§ **Prompt 1**
In the article on child poverty on the Isle of Wight, what percentage of the island's children in poverty were below school age?
§ **Prompt 2**
Transcribe the part of the article on child poverty on the Isle of Wight between "MORE than 4,000" and "the crisis ends.", inclusive.

§ **Reading text**
###

MORE than 4,000 children on the Isle of Wight were living in poverty just before the coronavirus pandemic hit, figures reveal.

Experts predict this figure will rise even further due to the pandemic, and charities are urging the Government to take action to prevent more families from falling into hardship when the crisis ends.

The majority of children in poverty (78 per cent) were in working households.

On the Isle of Wight, 4,270 children aged under 16 were living in families with low incomes in 2019-20, Department for Work and Pensions data shows.

This is an estimated 19 per cent of all youngsters in the area.

That was down from 20 per cent the year before, but above the ​15 per cent seen in 2014-15, when comparable records began.

A family is defined as in low income if it earns less than 60 per cent of the national median household income before housing costs are considered.

Families are included in the figures if they have claimed child benefit alongside another means of support, such as Universal Credit, tax credits or housing benefit, at some point in the year.

Of the children in poverty on the Isle of Wight last year, 1,155 (27 per cent) were below school age.

The majority of children (78 per cent) were in working households, while 37 per cent were in lone-parent families.

They were among 235,900 under-16s in poverty across the South East as a whole last year.

###

§ **Recorded data**
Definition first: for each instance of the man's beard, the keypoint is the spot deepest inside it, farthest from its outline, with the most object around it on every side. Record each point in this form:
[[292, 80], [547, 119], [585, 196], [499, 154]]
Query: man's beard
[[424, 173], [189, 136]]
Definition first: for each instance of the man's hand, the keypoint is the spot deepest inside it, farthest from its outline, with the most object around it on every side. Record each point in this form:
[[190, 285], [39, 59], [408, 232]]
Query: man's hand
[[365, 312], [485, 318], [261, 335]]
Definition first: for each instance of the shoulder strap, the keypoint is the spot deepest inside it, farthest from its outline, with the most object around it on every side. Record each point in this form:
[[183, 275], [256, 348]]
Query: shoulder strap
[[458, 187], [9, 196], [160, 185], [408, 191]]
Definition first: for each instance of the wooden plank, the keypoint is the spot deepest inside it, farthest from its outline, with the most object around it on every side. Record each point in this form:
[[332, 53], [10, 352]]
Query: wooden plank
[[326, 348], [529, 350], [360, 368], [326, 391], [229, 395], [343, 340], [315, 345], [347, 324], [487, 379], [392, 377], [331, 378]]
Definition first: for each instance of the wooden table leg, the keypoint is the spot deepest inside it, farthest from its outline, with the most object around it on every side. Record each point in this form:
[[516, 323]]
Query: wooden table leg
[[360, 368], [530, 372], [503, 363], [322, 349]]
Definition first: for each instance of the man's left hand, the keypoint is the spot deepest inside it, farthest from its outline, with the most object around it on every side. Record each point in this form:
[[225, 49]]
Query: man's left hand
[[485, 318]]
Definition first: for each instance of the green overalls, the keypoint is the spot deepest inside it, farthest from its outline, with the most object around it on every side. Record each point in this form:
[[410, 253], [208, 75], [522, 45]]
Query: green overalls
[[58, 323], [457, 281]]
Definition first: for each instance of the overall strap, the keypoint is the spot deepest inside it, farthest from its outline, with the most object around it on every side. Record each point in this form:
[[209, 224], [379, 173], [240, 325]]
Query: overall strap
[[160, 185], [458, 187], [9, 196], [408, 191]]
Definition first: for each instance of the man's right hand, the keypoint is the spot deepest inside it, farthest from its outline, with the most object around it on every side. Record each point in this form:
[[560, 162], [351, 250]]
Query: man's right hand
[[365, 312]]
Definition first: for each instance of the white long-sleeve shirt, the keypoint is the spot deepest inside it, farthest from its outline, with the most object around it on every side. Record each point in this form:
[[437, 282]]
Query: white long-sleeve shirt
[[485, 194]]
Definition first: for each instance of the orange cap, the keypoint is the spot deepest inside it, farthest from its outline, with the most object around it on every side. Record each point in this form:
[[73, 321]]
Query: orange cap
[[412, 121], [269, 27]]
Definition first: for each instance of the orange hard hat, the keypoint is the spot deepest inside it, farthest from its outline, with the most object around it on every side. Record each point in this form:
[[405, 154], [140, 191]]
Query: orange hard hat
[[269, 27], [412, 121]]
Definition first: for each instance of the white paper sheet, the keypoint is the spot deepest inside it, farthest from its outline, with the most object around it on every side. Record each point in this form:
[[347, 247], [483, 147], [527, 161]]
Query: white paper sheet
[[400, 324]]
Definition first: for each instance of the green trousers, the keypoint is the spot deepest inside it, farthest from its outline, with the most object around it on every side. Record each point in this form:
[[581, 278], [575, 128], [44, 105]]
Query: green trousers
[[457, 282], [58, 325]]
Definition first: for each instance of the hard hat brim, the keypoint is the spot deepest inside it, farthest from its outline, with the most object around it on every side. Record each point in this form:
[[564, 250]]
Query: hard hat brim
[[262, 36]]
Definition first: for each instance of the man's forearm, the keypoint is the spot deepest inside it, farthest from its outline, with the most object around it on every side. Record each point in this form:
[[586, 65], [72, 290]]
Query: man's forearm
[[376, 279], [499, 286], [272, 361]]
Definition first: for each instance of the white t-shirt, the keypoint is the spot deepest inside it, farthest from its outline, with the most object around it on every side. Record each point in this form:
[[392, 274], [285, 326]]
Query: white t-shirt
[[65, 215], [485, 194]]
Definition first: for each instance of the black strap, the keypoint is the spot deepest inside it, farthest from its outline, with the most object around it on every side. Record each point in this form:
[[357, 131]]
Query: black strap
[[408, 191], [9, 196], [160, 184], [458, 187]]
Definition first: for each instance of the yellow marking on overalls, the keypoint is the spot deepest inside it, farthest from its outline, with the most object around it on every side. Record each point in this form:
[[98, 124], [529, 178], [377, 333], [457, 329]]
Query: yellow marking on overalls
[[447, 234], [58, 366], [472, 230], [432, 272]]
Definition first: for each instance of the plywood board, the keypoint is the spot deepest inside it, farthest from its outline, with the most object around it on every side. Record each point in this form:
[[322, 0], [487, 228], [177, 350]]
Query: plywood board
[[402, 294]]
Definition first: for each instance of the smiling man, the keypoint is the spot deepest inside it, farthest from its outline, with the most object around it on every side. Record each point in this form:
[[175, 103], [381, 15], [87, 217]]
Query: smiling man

###

§ **Answer space 1**
27 per cent (1,155 children)

§ **Answer space 2**
MORE than 4,000 children on the Isle of Wight were living in poverty just before the coronavirus pandemic hit, figures reveal.

Experts predict this figure will rise even further due to the pandemic, and charities are urging the Government to take action to prevent more families from falling into hardship when the crisis ends.